__Exercise objective__
Please give back, exactly as written, only the line containing "locate black device" and every line after it until the data below ends.

Dataset entries:
--- --- ---

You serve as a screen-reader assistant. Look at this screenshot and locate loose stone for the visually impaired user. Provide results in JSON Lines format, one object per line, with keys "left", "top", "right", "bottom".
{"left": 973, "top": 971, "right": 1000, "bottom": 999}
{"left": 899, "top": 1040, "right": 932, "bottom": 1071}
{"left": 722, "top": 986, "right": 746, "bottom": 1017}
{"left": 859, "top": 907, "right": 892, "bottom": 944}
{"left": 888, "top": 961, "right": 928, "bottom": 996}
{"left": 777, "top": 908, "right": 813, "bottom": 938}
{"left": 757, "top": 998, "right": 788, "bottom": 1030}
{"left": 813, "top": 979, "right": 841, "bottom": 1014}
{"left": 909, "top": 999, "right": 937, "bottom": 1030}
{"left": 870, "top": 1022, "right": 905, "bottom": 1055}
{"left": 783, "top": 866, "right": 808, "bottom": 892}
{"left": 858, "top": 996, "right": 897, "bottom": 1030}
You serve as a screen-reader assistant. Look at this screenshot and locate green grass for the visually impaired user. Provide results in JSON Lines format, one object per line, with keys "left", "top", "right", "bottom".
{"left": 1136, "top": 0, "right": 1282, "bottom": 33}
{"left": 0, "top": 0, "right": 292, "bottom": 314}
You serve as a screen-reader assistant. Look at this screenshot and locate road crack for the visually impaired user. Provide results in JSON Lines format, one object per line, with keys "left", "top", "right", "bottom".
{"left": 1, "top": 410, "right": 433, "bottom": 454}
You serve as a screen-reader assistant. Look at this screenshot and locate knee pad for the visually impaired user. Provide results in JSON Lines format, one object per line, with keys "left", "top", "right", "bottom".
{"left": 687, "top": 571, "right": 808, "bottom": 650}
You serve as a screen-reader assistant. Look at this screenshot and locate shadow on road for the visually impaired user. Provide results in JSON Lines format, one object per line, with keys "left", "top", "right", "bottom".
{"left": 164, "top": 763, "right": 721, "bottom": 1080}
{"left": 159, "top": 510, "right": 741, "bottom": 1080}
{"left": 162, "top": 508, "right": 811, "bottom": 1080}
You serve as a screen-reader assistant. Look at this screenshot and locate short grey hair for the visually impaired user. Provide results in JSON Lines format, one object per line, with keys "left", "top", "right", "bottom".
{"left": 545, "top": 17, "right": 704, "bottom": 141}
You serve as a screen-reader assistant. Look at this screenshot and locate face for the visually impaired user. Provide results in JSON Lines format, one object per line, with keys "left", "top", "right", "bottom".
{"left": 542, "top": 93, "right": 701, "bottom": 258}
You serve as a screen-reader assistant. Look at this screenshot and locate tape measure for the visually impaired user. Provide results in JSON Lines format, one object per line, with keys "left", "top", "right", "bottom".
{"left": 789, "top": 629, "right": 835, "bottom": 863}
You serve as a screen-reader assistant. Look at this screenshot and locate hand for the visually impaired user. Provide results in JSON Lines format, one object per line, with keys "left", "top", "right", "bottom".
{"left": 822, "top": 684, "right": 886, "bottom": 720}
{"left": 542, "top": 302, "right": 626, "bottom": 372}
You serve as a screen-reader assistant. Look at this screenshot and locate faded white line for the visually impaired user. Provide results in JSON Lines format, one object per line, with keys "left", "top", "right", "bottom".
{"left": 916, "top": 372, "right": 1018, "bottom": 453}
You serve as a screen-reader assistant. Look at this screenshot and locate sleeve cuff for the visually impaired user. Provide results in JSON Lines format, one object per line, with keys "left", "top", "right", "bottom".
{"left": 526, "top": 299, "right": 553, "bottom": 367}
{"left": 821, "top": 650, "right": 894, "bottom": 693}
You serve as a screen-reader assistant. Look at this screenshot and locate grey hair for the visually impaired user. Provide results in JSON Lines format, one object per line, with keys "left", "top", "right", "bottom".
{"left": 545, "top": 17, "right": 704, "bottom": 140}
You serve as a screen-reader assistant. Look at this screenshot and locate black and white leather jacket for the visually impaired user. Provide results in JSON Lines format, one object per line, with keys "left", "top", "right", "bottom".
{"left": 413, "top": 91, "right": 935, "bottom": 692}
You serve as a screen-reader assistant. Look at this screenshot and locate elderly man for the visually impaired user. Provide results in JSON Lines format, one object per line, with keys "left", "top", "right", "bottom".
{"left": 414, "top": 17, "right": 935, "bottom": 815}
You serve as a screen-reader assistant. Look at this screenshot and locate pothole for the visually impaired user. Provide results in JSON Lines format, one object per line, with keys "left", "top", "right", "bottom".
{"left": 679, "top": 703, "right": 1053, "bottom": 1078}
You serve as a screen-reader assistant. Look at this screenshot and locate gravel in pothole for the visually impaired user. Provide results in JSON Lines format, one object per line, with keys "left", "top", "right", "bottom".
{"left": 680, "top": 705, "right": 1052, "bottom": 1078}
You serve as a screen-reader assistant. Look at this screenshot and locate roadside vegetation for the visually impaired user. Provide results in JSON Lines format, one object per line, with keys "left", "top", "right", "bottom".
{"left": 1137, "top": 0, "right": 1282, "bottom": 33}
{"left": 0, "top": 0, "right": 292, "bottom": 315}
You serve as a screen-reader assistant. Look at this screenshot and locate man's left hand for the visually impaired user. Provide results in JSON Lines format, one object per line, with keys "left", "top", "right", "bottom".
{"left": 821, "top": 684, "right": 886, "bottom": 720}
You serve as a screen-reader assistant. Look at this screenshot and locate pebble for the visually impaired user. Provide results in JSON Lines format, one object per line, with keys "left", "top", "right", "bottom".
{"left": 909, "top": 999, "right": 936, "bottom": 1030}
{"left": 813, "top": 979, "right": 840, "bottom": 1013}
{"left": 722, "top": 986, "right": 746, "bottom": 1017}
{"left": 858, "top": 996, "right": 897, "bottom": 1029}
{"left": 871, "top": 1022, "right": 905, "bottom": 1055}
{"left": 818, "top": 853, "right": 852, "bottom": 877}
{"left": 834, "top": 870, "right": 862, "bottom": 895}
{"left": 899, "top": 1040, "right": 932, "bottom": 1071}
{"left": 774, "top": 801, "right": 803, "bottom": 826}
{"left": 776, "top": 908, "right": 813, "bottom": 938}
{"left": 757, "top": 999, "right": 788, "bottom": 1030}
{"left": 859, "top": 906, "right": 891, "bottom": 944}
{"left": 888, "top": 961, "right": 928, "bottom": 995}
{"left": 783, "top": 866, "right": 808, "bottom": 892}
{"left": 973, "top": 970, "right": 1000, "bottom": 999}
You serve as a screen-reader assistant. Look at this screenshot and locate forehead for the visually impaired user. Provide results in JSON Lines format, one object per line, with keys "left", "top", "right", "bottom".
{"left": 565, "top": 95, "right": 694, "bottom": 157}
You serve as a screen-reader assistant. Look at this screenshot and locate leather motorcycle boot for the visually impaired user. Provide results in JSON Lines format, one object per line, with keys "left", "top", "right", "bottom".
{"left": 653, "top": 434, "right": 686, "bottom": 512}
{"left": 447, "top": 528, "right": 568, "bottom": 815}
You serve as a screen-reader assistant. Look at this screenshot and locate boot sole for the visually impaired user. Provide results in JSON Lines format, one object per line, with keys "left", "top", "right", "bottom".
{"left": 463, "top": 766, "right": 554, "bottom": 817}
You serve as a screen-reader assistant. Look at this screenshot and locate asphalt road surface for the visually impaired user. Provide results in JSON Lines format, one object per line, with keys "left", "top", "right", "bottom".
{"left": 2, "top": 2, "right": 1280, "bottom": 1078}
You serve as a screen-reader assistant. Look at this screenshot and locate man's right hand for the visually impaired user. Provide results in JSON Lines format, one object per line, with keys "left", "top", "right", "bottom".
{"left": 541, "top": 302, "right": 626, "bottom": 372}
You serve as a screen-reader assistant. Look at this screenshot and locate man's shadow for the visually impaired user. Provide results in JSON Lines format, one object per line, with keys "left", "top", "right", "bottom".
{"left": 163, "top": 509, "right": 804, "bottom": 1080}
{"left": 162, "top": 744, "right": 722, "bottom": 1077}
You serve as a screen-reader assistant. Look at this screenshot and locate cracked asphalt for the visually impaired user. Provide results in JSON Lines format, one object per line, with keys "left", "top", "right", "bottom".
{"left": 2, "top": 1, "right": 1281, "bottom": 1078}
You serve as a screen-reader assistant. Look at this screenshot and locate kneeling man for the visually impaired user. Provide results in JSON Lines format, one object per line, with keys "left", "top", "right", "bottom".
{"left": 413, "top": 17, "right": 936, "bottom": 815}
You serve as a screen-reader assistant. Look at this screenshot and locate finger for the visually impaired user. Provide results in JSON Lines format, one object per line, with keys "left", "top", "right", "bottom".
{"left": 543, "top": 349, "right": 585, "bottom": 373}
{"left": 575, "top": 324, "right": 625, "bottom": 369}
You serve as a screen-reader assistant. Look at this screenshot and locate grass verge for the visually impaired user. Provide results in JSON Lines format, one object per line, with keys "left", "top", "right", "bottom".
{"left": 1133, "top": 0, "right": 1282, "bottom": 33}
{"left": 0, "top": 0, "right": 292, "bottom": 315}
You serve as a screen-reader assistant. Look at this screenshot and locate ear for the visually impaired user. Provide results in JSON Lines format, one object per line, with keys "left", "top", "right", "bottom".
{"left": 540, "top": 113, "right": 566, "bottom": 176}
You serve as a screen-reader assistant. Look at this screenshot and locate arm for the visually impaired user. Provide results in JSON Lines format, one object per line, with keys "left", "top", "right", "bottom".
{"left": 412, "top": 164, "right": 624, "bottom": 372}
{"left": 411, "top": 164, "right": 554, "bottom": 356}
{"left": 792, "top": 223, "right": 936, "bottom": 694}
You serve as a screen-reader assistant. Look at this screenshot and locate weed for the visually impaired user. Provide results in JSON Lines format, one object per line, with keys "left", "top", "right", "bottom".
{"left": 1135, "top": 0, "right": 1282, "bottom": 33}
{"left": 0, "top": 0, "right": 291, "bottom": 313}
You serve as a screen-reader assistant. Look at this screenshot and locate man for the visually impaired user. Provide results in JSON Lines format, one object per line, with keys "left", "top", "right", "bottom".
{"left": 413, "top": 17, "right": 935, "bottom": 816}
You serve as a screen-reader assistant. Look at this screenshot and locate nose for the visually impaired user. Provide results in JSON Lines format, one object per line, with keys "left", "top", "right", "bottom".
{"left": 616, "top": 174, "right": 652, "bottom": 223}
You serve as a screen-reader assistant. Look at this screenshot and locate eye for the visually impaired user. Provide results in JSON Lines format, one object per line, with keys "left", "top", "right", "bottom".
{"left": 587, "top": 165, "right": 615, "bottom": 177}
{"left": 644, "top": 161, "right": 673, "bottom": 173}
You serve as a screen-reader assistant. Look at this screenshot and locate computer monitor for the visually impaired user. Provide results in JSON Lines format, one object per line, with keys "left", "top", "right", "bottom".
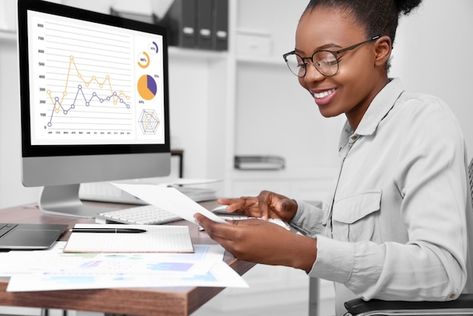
{"left": 17, "top": 0, "right": 171, "bottom": 218}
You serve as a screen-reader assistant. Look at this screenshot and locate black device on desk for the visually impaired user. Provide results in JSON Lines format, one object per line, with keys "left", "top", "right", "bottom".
{"left": 0, "top": 223, "right": 67, "bottom": 250}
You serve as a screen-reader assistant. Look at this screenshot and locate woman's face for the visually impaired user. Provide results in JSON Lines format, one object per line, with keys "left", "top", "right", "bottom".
{"left": 296, "top": 6, "right": 387, "bottom": 126}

--- --- ---

__Exercise answer__
You serve as a screen-reader assistant. Look at this screenshot and locate black device on desk for the visually impaired user. Provide results in JSON Lines format, one object per line, with keys "left", "top", "right", "bottom".
{"left": 0, "top": 223, "right": 67, "bottom": 250}
You serve as a screen-reader assistant. Look at this screenshot and locate woman's face for the visually impaired user. Provide results in JSON Lines format, one object per line, with keys "left", "top", "right", "bottom".
{"left": 296, "top": 6, "right": 387, "bottom": 126}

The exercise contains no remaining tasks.